THE DATA.
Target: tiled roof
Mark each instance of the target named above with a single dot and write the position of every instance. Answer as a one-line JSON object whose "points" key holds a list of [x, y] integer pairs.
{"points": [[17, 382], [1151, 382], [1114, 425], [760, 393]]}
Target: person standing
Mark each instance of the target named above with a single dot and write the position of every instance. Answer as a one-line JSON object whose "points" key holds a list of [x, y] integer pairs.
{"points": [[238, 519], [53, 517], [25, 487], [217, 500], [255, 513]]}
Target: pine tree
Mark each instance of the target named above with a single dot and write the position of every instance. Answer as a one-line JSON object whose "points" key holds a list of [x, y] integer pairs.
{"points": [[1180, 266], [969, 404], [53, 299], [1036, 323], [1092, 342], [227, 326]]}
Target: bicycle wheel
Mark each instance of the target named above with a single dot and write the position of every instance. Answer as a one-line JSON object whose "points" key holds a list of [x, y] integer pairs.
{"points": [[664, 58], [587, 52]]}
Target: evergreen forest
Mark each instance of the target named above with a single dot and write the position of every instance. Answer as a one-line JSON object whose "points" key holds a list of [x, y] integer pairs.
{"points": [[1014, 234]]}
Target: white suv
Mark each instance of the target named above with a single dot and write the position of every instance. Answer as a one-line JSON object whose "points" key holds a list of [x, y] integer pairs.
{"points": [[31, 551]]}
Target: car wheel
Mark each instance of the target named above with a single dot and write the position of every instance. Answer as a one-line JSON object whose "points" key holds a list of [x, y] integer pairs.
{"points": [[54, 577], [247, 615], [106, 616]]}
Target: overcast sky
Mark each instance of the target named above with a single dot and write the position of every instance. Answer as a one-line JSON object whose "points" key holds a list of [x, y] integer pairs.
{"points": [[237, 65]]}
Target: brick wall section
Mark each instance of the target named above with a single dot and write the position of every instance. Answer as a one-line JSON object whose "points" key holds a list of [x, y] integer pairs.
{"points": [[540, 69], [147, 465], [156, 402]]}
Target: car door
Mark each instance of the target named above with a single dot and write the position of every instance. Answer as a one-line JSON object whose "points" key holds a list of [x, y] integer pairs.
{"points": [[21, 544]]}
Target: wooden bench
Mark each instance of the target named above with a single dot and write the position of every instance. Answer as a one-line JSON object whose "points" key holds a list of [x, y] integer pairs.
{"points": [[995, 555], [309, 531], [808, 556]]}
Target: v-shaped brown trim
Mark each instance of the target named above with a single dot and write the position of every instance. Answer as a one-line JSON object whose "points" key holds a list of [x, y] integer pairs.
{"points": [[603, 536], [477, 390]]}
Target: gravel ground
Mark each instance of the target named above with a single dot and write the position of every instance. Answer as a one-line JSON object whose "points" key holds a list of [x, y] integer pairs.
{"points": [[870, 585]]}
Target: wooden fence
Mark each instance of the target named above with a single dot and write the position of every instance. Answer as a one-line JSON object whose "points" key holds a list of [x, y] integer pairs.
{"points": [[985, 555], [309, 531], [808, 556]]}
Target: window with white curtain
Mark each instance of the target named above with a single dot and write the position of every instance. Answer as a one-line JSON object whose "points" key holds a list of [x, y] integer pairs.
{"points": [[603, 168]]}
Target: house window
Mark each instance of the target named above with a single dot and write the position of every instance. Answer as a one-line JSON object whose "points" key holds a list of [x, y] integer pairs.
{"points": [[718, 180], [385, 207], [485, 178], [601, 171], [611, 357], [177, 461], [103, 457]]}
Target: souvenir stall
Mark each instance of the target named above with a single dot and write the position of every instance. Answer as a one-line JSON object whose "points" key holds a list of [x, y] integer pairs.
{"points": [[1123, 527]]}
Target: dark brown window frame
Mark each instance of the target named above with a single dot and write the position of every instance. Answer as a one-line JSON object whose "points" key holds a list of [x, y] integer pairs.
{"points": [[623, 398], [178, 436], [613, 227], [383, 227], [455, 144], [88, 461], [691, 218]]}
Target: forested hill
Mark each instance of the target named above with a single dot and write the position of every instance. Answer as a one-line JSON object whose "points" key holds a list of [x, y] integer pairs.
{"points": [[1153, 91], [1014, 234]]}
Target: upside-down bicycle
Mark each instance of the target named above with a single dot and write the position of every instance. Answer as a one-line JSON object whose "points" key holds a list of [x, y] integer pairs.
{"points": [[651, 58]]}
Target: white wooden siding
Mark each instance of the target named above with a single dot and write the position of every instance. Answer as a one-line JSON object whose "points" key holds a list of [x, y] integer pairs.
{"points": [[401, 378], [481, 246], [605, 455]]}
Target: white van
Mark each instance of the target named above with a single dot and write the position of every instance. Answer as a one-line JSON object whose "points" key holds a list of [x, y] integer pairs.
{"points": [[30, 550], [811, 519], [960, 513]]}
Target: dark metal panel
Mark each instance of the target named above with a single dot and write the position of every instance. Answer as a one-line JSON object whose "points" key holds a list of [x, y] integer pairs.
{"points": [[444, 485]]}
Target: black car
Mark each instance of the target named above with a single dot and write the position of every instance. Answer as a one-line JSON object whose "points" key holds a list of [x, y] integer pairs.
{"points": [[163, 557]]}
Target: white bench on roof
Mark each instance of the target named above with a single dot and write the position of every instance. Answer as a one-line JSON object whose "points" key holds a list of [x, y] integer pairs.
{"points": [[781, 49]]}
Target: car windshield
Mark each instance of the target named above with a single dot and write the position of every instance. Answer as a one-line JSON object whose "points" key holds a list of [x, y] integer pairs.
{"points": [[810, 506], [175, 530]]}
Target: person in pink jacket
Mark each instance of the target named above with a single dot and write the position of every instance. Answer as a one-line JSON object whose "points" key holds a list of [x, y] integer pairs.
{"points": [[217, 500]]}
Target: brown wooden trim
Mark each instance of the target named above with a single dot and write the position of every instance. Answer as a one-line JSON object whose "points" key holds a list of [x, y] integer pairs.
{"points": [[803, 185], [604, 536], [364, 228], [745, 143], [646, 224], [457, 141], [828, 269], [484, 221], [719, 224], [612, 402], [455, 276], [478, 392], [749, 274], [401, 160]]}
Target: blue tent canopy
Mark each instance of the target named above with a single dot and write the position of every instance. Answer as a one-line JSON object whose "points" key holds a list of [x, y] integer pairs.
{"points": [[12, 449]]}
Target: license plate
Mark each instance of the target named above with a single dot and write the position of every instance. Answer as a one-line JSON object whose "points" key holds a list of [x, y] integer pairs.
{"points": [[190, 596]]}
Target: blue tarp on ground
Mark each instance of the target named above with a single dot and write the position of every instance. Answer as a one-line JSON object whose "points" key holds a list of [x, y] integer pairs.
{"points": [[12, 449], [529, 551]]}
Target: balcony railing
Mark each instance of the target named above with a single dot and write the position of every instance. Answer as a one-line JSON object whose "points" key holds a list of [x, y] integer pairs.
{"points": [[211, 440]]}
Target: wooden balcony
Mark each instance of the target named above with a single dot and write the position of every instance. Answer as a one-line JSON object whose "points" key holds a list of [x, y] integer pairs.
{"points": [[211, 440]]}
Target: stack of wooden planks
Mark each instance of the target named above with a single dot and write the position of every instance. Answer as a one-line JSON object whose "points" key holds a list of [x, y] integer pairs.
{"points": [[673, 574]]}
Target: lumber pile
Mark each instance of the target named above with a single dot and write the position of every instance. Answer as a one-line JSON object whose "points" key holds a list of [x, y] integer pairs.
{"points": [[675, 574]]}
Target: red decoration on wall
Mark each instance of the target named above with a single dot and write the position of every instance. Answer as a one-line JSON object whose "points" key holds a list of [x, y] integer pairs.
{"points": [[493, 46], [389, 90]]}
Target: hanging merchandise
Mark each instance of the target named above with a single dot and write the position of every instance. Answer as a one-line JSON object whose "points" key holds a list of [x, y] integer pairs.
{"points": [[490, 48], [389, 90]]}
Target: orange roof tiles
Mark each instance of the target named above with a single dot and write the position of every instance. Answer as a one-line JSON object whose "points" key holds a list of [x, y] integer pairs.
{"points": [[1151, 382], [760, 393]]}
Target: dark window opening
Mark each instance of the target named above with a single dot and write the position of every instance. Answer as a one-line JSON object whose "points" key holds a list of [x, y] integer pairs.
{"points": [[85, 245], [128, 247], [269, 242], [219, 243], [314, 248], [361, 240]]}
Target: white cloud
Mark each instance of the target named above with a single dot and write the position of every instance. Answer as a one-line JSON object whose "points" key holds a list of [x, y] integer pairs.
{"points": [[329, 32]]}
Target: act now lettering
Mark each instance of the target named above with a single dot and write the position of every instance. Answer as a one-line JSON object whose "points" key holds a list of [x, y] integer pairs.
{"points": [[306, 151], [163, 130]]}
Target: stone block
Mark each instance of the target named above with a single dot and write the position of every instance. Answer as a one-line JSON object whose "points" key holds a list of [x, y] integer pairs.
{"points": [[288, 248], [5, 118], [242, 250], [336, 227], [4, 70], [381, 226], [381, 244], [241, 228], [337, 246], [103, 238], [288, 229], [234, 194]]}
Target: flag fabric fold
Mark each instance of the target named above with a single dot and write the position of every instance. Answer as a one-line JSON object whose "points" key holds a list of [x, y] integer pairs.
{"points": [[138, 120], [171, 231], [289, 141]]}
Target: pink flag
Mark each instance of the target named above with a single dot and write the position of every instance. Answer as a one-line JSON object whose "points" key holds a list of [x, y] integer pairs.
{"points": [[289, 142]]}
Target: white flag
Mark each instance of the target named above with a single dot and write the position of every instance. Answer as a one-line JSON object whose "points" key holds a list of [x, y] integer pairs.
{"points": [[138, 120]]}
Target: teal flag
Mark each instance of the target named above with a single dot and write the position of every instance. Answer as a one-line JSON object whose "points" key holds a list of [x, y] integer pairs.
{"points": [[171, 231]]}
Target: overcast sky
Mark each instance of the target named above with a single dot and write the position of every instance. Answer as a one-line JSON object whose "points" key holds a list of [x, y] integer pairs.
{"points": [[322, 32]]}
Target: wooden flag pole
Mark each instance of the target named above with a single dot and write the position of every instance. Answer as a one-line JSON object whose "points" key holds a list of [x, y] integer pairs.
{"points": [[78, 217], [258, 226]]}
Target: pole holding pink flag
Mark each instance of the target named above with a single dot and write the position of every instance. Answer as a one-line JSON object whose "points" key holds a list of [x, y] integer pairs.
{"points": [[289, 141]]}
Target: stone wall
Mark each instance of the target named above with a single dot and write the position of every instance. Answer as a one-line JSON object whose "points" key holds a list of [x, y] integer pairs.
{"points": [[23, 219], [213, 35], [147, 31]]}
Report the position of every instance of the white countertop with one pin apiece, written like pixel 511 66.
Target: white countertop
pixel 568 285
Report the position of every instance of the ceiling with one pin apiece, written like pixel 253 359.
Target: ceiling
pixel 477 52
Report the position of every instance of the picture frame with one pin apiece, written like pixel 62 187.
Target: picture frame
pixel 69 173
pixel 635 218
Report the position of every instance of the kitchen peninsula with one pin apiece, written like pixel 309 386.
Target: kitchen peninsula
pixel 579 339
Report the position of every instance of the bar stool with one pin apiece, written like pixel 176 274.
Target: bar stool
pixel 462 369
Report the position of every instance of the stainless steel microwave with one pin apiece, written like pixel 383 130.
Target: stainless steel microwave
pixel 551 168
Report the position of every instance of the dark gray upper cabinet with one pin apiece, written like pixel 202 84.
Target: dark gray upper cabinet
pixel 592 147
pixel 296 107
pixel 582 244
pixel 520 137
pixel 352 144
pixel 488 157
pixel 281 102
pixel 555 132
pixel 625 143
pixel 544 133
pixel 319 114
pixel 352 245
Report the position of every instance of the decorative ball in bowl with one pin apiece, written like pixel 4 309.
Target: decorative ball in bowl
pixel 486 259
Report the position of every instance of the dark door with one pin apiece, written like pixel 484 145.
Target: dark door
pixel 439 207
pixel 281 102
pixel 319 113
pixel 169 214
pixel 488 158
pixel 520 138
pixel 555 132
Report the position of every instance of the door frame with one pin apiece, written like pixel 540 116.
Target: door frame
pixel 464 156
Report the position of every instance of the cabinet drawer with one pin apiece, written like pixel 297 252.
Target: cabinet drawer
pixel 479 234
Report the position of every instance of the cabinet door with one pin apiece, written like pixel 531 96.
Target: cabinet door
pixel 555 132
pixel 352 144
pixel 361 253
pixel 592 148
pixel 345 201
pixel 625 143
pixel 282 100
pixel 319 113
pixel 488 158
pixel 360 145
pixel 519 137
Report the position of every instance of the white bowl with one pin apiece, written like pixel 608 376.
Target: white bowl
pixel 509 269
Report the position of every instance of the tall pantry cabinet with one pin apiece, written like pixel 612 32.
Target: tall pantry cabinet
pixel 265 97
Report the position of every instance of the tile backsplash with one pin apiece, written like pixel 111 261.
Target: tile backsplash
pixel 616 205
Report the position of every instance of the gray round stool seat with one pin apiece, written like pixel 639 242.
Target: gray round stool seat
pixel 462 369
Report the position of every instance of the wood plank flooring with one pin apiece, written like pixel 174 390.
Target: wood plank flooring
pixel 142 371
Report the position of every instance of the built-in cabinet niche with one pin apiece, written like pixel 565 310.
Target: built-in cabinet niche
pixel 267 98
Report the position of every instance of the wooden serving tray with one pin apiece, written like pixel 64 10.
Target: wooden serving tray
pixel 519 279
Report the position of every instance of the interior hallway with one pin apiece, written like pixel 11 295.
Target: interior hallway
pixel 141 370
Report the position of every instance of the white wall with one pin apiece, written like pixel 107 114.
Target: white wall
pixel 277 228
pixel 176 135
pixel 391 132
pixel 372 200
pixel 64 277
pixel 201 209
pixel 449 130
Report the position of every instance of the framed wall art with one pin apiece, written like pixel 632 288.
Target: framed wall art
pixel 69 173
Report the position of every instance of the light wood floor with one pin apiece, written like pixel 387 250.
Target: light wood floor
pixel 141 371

EXERCISE AIM. Transcribe only, please, the lines from the first line of the records through the line with "Target: person standing". Both of those lines are included.

SOLVED PROBLEM.
Target: tiled roof
Mark each instance of the target named above with a single dot and write the position of every instance. Answer as a one-line JSON object whose "points" key holds a list of [x, y] integer pairs.
{"points": [[17, 382], [1151, 382], [1114, 425], [760, 393]]}
Target: person standing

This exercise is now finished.